◆ **Document section**
- - -
I don’t think so. But still…“Fascinated with law enforcement,” ran the story in the Washington Post four months ago, “Robert Ethan Saylor would sometimes call 911 just to ask the dispatchers a question. He loved talking to police officers and was a loyal follower of the TV show ‘NCIS.’ Now, his death at age 26…”

 

Excuse me?

 

“… is the subject of a criminal investigation that has left those who knew him in his Frederick County community and those who didn’t around the country wondering: How did a young man with Down syndrome die in an encounter with the very people he idolized?”

 

“Good question, Dorothy!” as the Elmo that my almost-15-year-old still idolizes might say. Seems the guys and girls who’ve earned the badges in this particular mess didn’t know how to deal with someone our compassionate society decided to, as it kind of had to, let live.

 

“As officials tell it, Saylor had been watching Zero Dark Thirty at a Frederick movie theater last month and, as soon as it ended, wanted to watch it again. When he refused to leave, a theater employee called three off-duty Frederick County sheriff’s deputies who were working a security job at the Westview Promenade shopping center and told them that Saylor either needed to buy another ticket or be removed.

 

“What happened next is the subject of a probe by the Frederick County Bureau of Investigation.”
- - -
Stored records

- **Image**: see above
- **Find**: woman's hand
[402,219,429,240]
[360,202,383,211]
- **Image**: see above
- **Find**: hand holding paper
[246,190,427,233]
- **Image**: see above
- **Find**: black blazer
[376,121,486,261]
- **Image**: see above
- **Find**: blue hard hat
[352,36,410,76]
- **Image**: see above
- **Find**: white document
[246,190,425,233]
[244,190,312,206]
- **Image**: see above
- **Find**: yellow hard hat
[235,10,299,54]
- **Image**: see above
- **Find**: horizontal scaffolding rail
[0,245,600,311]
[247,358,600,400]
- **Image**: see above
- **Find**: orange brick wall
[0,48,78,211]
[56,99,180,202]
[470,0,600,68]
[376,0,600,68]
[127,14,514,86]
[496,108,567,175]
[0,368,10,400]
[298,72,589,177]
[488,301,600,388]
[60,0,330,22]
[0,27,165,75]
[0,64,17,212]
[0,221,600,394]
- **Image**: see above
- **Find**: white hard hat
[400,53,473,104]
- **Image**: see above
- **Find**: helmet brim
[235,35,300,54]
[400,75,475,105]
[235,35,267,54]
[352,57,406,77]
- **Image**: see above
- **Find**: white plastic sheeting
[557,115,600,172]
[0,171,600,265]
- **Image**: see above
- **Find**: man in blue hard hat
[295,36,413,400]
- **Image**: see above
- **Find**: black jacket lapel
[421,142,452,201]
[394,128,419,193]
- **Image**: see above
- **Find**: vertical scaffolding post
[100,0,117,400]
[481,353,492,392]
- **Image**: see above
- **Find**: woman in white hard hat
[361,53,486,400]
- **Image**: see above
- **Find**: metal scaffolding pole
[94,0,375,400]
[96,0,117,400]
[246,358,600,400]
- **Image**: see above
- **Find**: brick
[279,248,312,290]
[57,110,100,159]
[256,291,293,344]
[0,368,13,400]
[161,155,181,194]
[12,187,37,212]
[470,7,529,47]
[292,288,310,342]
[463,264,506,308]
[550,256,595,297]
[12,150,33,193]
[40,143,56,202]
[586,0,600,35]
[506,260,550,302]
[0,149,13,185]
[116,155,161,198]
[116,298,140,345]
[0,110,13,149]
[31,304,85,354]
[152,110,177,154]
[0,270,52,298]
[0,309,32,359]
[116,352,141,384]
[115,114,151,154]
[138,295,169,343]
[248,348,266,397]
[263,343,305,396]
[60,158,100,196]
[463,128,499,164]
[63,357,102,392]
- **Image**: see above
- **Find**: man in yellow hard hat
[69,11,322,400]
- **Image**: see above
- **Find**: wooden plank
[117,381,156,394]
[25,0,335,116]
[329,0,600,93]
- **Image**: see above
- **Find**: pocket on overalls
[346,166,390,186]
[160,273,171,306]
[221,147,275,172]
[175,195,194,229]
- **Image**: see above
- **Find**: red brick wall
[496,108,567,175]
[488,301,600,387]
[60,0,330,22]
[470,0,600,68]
- - -
◆ **What the task asks**
Reproduce the full passage about Robert Ethan Saylor's death word for word.

◆ **Task answer**
I don’t think so. But still…“Fascinated with law enforcement,” ran the story in the Washington Post four months ago, “Robert Ethan Saylor would sometimes call 911 just to ask the dispatchers a question. He loved talking to police officers and was a loyal follower of the TV show ‘NCIS.’ Now, his death at age 26…”

 

Excuse me?

 

“… is the subject of a criminal investigation that has left those who knew him in his Frederick County community and those who didn’t around the country wondering: How did a young man with Down syndrome die in an encounter with the very people he idolized?”

 

“Good question, Dorothy!” as the Elmo that my almost-15-year-old still idolizes might say. Seems the guys and girls who’ve earned the badges in this particular mess didn’t know how to deal with someone our compassionate society decided to, as it kind of had to, let live.

 

“As officials tell it, Saylor had been watching Zero Dark Thirty at a Frederick movie theater last month and, as soon as it ended, wanted to watch it again. When he refused to leave, a theater employee called three off-duty Frederick County sheriff’s deputies who were working a security job at the Westview Promenade shopping center and told them that Saylor either needed to buy another ticket or be removed.

 

“What happened next is the subject of a probe by the Frederick County Bureau of Investigation.”